■ **Tarefa proposta**
Formate como uma lista JSON de strings as linhas das entradas abaixo, da linha que contém "Practice: put a marker on each instance of the wooden headboard" até a última linha das entradas, incluindo ambas. Use uma string para cada linha e omita as linhas em branco.

■ **Material da tarefa**
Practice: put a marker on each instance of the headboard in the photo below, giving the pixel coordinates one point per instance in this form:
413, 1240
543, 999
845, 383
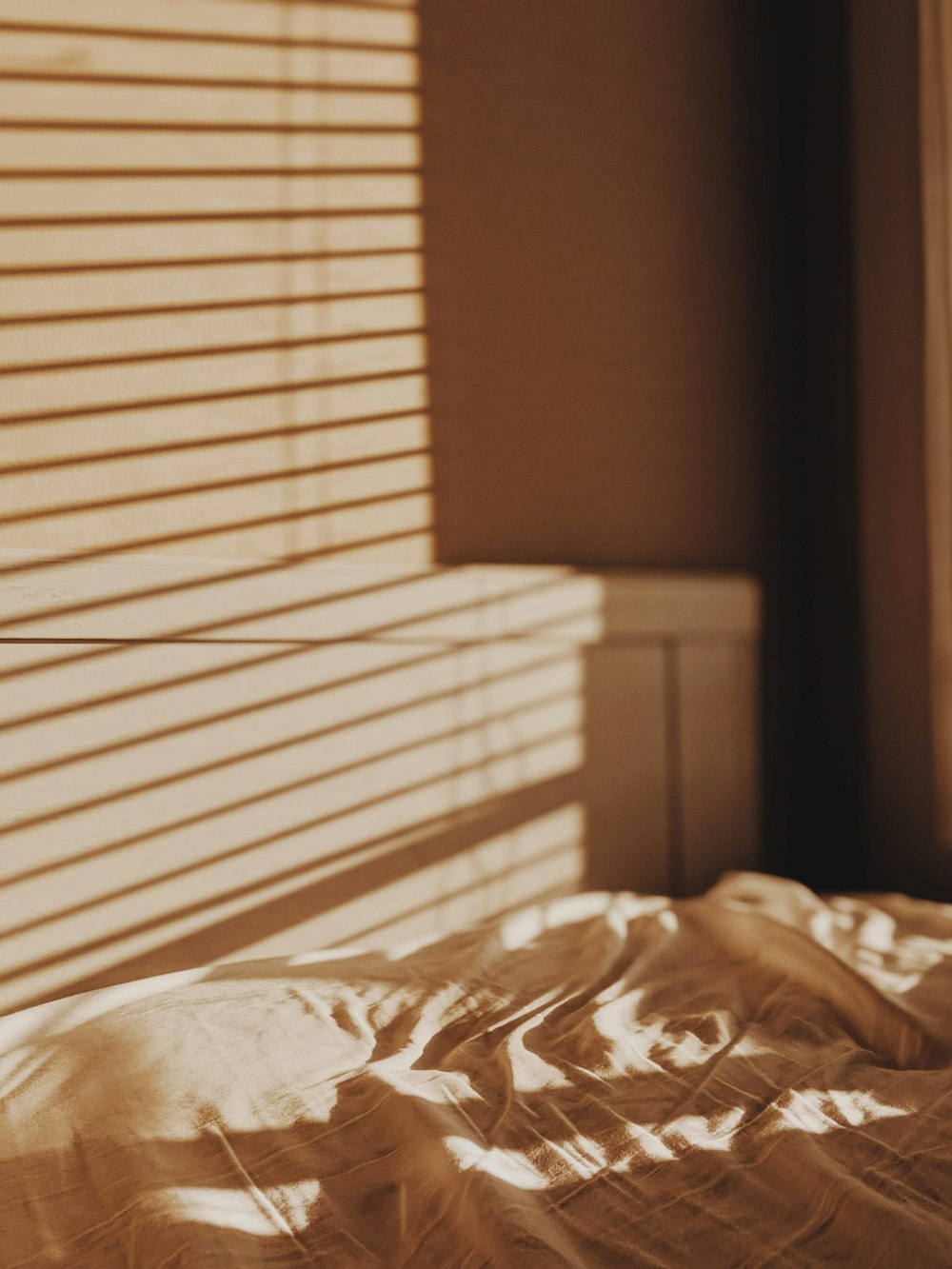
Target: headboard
211, 759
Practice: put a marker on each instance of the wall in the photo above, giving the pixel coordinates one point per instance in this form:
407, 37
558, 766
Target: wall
890, 343
593, 282
300, 300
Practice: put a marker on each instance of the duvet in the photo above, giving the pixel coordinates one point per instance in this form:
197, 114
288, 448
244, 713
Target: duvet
752, 1078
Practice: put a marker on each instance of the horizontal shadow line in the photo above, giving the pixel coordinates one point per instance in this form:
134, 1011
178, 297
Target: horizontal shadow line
286, 213
248, 848
277, 129
158, 495
268, 85
212, 442
381, 170
190, 351
453, 833
273, 301
133, 405
289, 648
276, 746
200, 632
132, 545
201, 37
200, 262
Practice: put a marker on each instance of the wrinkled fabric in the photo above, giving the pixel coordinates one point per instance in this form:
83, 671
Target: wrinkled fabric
752, 1078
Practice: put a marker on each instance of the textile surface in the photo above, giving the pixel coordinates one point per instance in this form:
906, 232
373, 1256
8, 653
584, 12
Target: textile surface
753, 1078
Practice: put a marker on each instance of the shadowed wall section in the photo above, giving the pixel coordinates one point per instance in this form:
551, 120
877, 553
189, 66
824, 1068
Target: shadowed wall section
242, 711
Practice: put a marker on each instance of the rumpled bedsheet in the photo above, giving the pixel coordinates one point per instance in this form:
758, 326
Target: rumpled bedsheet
752, 1078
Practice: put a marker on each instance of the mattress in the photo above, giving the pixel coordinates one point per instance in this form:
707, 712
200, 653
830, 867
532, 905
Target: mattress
757, 1077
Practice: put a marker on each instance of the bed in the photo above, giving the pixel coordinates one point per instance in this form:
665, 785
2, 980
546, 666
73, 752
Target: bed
756, 1077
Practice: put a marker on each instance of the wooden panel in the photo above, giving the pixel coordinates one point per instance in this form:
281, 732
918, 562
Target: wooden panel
719, 721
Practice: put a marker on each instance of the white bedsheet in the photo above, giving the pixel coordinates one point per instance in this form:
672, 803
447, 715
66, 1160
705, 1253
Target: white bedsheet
750, 1078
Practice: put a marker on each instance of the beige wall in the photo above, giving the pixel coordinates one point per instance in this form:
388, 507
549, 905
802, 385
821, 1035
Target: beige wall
593, 269
890, 344
249, 716
228, 347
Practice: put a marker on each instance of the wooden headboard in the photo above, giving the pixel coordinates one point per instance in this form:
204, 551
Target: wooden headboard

■ **Solução do exercício**
[
  "Practice: put a marker on each instance of the wooden headboard in the photo above, giving the pixel coordinates one point per instance in this form:",
  "204, 551",
  "Target: wooden headboard"
]